* [Quoted passage]:
-- Start --

What a Long Way to Go
Yesterday’s edition of the New York Times included a City Room item called “New York Today: De Blasio’s Diversity.” The item was a brief recap of Mayor de Blasio’s appointments to date. The Times found that 54 percent of appointees to date are women and 55 percent are “minorities,” meaning Hispanics, African-Americans, or Asian-Americans.
The Times reported that former Mayor Bloomberg’s appointees were 48 percent women and 28 percent “minorities.” And the Times noted that de Blasio’s appointments much more closely match the city’s demographics than Bloomberg’s did.
So far, so good.
The item did not attract a huge number of comments, by on-line Times standards: 24 comments in 24 hours after publication. Ten of the comments challenged the merits of de Blasio’s appointees in one way or another. This point of view was perhaps most pointedly expressed by Eric, of White Plains: “Just hire the best people, for goodness sakes.”
The premise of this point of view is that a demographically diverse workforce, and specifically a workforce that is not mostly non-Hispanic white is inconsistent with merit-based hiring – that minority appointees are not “the best people, for goodness sakes.” To my dismay, only five comments – including my own – challenged that premise. I argued that talent is diverse, and therefore that merit-based hiring will necessarily yield a diverse workforce. Only if non-Hispanic whites held most of the city’s talent would merit-based appointment yield a workforce that is mostly non-Hispanic and white.

-- End --

* [Data shown]:
-- Start --

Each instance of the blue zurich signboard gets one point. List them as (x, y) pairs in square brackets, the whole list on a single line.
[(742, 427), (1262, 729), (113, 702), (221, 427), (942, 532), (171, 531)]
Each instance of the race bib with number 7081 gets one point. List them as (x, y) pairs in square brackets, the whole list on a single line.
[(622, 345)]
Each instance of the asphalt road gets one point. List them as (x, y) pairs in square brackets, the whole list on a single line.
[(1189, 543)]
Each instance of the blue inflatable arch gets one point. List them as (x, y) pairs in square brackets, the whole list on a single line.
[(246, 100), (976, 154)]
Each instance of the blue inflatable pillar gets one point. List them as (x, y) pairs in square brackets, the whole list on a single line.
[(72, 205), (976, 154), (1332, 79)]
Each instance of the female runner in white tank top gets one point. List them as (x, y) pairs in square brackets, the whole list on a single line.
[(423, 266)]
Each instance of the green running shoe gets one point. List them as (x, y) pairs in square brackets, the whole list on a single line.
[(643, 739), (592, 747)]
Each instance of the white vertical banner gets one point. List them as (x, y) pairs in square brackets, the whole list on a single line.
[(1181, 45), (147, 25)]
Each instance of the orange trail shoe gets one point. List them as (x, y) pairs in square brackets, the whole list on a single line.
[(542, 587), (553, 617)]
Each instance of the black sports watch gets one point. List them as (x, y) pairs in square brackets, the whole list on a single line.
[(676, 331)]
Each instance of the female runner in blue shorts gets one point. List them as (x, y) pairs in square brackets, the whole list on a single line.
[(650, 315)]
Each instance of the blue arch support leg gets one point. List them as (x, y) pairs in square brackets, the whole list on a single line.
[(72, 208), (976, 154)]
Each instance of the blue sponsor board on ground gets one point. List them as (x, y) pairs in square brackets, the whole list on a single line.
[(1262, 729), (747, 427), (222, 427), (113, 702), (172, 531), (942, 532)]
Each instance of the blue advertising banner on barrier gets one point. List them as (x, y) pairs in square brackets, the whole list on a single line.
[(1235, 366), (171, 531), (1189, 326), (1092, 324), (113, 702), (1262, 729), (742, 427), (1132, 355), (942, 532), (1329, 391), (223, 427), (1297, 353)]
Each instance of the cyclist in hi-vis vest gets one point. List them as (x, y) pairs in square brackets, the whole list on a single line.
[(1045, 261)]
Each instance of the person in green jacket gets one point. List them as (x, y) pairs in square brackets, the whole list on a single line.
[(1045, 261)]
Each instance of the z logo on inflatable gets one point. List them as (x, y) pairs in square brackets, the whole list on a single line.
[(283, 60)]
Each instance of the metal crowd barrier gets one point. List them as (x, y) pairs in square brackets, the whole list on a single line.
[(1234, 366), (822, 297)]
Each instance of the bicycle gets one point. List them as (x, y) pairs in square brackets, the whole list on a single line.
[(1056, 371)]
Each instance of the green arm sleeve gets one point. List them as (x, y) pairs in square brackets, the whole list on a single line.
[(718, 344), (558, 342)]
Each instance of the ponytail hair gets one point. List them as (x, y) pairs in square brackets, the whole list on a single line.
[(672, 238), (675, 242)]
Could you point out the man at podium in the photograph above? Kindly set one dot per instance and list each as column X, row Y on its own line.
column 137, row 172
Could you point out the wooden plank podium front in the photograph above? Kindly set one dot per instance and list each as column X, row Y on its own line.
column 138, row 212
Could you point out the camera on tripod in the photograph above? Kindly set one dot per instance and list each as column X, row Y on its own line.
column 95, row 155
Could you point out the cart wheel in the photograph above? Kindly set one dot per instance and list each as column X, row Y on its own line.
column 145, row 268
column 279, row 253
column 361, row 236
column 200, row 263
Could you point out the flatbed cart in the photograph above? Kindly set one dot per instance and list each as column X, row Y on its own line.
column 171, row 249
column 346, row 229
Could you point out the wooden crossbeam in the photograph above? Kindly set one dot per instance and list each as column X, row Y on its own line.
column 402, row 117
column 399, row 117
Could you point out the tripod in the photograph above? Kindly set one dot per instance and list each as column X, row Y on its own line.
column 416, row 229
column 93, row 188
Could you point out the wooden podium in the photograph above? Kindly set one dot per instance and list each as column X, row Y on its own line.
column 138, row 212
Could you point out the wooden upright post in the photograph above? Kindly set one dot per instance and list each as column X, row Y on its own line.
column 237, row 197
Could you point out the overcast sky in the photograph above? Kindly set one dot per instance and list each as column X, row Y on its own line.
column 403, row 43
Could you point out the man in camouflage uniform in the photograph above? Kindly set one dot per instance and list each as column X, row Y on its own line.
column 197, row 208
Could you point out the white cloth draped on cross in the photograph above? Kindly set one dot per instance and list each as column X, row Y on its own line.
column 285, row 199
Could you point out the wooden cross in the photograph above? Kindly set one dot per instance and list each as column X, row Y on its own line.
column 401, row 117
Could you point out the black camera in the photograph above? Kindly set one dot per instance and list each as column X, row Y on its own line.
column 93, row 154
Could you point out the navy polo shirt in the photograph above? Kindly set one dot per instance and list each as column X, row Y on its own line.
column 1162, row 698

-- End --
-- Start --

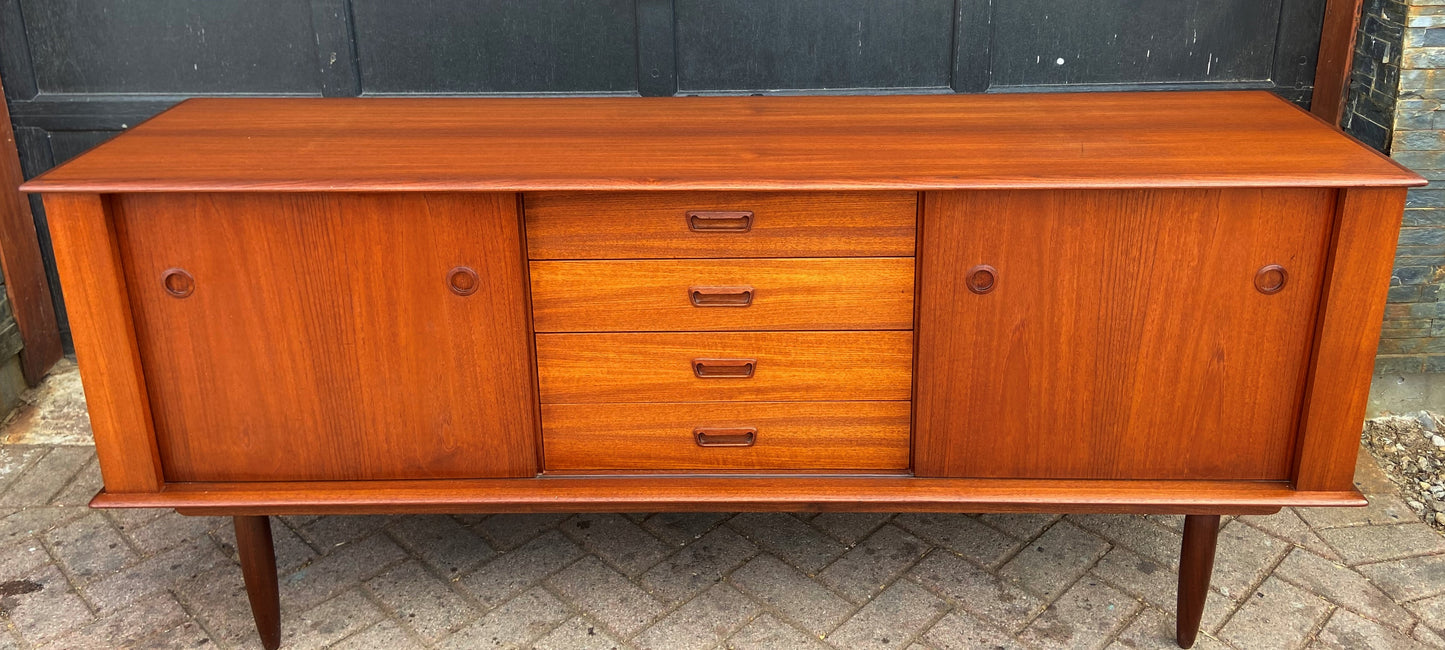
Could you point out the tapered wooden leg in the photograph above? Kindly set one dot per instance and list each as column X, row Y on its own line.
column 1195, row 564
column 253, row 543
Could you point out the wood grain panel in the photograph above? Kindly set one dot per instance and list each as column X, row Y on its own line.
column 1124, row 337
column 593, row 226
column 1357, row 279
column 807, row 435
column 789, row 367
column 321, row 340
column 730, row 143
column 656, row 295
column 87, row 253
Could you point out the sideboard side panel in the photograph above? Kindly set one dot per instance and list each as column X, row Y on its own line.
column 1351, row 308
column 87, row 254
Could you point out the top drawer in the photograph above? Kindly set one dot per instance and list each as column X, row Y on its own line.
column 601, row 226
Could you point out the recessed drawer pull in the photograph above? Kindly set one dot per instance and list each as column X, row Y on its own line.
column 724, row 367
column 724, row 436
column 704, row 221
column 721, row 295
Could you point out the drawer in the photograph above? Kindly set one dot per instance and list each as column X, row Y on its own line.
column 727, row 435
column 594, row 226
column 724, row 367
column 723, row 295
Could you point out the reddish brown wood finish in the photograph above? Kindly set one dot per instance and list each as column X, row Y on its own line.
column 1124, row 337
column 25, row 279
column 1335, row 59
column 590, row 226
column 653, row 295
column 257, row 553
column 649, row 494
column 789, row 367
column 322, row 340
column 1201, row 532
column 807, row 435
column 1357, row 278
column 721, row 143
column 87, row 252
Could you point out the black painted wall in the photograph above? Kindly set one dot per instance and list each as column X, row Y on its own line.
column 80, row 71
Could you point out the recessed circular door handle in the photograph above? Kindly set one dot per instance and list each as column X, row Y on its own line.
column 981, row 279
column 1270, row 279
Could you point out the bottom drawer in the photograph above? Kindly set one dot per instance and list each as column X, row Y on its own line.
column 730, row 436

-- End --

* [Direction 1]: In the article on de Blasio's appointments, what percentage of former Mayor Bloomberg's appointees were women?
* [Direction 2]: Carry on writing the article on de Blasio's appointments from the point where it stops.
The items are separate from the article on de Blasio's appointments.

* [Written response 1]: 48 percent.

* [Written response 2]:
The New York Times readership is centered, one hopes, somewhere to the left of Fox News viewership. Yet the Times readership produced commentary substantially favorable to the point of view that minority hiring reflects bias whereas non-Hispanic white hiring reflects merit. (In defense of the Times readership, I should mention that the three comments with the most reader recommendations defended the merit of de Blasio’s diverse appointees.)
The sad fact is that we as a society are on the whole much more willing to assume the fairness and meritoriousness of the hiring process that ends in the selection of a non-Hispanic white candidate. When anyone else is selected, our collective knee jerks with suspicions of bias, quotas, favoritism, and other non-merits based explanations.
We have a very long way to go.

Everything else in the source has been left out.